Excerpt from a dataset
+++

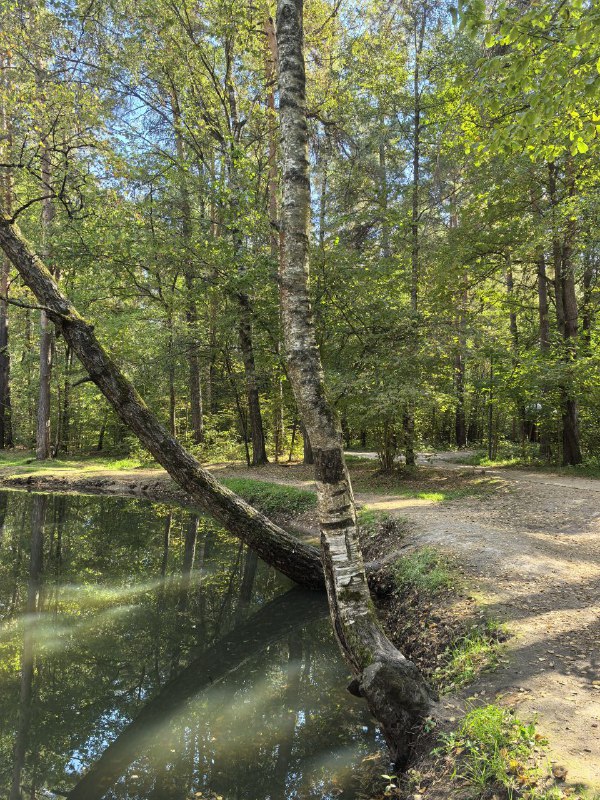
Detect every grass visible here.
[392,547,456,597]
[222,478,317,516]
[351,462,499,503]
[432,620,504,693]
[0,450,158,472]
[440,705,556,800]
[454,444,600,478]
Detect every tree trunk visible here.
[0,208,323,589]
[0,56,13,449]
[277,0,431,763]
[548,164,583,466]
[581,252,596,354]
[402,6,427,467]
[35,144,54,461]
[171,95,204,444]
[300,423,315,465]
[238,292,269,467]
[225,38,269,466]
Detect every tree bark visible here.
[277,0,431,764]
[0,208,323,589]
[171,94,204,444]
[225,38,269,466]
[35,142,54,461]
[548,164,583,466]
[0,55,13,449]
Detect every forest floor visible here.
[0,454,600,789]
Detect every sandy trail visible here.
[213,453,600,789]
[0,454,600,789]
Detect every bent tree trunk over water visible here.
[0,207,323,589]
[277,0,431,765]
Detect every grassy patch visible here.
[218,478,317,516]
[351,462,499,503]
[431,620,505,693]
[392,547,456,596]
[356,508,393,536]
[440,705,552,798]
[0,450,158,473]
[453,446,600,478]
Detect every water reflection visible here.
[0,493,375,800]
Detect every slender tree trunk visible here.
[225,38,269,466]
[300,423,315,465]
[277,0,430,763]
[533,198,552,461]
[171,95,204,444]
[0,207,323,589]
[548,164,583,465]
[0,55,13,449]
[402,15,427,467]
[264,17,284,461]
[505,253,529,442]
[238,292,269,467]
[581,251,596,353]
[35,143,58,461]
[379,119,392,258]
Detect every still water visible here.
[0,492,377,800]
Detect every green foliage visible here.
[432,620,502,692]
[218,478,317,516]
[392,547,456,596]
[443,705,546,798]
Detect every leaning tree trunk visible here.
[277,0,431,763]
[0,207,323,589]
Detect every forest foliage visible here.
[0,0,600,467]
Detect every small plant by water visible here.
[438,705,549,799]
[223,478,317,516]
[392,547,456,596]
[432,620,506,692]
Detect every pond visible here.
[0,492,379,800]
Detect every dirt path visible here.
[0,455,600,789]
[214,457,600,789]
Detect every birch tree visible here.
[277,0,431,763]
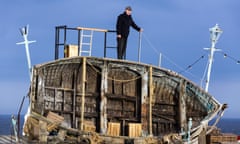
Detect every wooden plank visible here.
[107,122,120,136]
[128,123,142,137]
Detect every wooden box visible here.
[83,121,96,132]
[107,122,120,136]
[128,123,142,137]
[64,45,78,58]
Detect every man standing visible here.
[116,6,142,59]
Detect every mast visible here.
[16,25,36,81]
[204,24,223,91]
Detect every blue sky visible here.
[0,0,240,118]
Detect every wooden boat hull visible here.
[24,57,221,143]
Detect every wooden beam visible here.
[80,57,86,130]
[149,66,153,136]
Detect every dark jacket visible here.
[116,12,141,37]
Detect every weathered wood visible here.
[80,58,86,130]
[107,122,120,136]
[149,66,153,136]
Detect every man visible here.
[116,6,142,59]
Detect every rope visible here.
[143,33,206,80]
[220,51,240,64]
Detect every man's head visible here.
[125,6,132,15]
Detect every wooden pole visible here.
[80,57,86,130]
[149,66,153,136]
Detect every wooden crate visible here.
[83,121,96,132]
[47,111,64,131]
[128,123,142,137]
[64,45,78,58]
[107,122,120,136]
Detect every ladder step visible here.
[81,51,90,53]
[82,35,92,37]
[82,43,91,45]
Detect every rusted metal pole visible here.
[149,66,153,136]
[80,57,86,130]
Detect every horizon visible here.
[0,0,240,118]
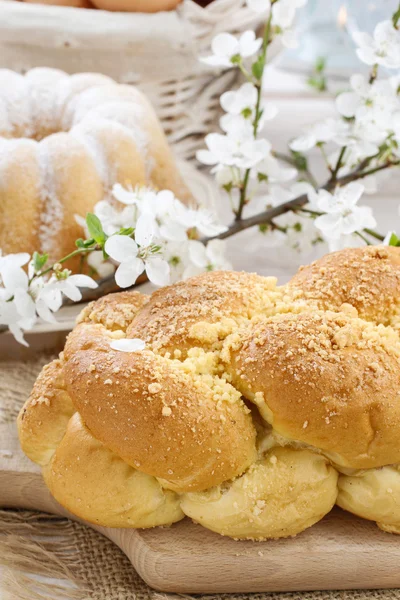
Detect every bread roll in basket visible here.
[18,246,400,540]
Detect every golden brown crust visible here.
[64,323,255,491]
[182,448,337,540]
[127,271,283,356]
[0,68,193,262]
[43,413,184,527]
[288,246,400,325]
[19,247,400,539]
[17,360,75,465]
[337,465,400,534]
[77,291,149,331]
[223,312,400,468]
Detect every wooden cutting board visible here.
[0,424,400,594]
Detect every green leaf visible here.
[242,108,253,119]
[389,233,400,246]
[86,213,107,247]
[118,227,135,235]
[32,252,49,273]
[251,54,265,81]
[291,150,308,171]
[315,56,326,73]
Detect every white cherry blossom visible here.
[290,118,350,152]
[197,124,269,169]
[184,240,232,278]
[105,230,170,288]
[200,31,262,68]
[315,182,376,248]
[353,21,400,69]
[246,0,271,13]
[336,75,400,129]
[87,250,115,279]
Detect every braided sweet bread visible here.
[18,246,400,540]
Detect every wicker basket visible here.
[0,0,266,159]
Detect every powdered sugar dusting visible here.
[38,142,64,254]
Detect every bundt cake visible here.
[18,246,400,540]
[93,0,182,12]
[0,68,189,266]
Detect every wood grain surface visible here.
[0,424,400,593]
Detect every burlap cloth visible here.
[0,355,400,600]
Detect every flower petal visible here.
[135,213,159,247]
[211,33,239,58]
[189,240,208,269]
[8,323,29,347]
[115,258,144,288]
[336,92,360,117]
[1,264,28,290]
[145,256,170,287]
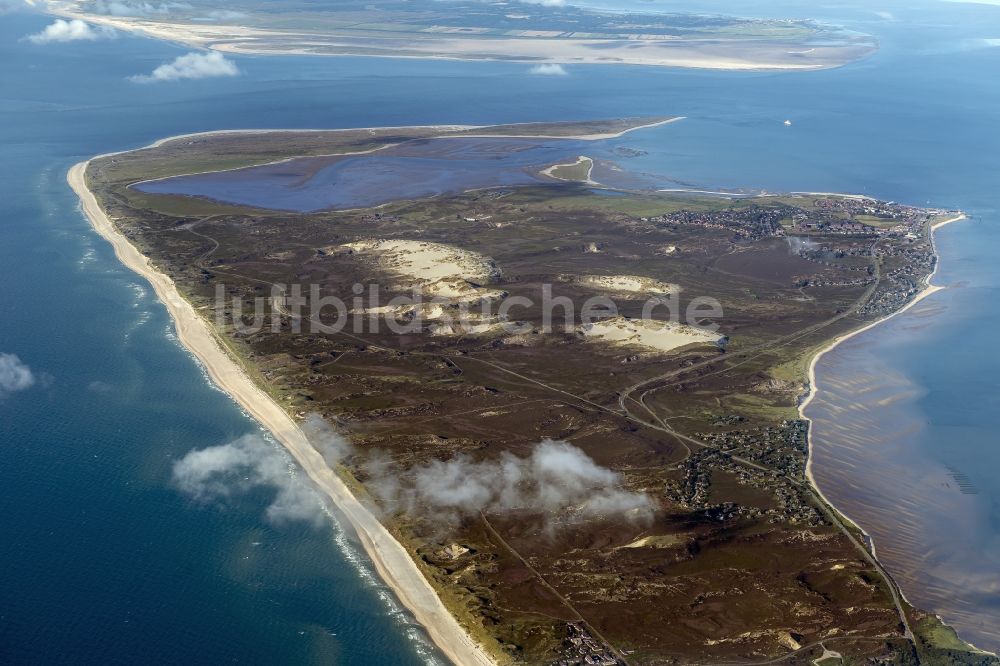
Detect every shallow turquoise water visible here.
[0,3,1000,652]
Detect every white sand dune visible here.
[344,239,500,299]
[580,317,723,352]
[576,275,679,295]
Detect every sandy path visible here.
[67,161,496,665]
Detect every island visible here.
[70,118,998,665]
[45,0,878,71]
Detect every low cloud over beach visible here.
[173,415,654,528]
[130,51,240,83]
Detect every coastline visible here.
[67,161,497,666]
[798,213,978,649]
[42,3,864,72]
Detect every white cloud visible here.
[0,0,33,14]
[173,415,656,529]
[366,439,654,526]
[28,19,116,44]
[94,0,191,17]
[173,435,325,525]
[531,63,567,76]
[131,52,240,83]
[0,352,36,399]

+++

**Exercise objective**: List every line of the listing above that contains the word "wooden".

**Task output**:
Detect every wooden plank visible here.
Detect every wooden box visible here.
Detect every wooden boat hull visible here.
Detect every wooden beam visible here.
Detect every wooden pole visible here.
Detect every wooden crate visible here.
Detect every wooden cutting board visible here.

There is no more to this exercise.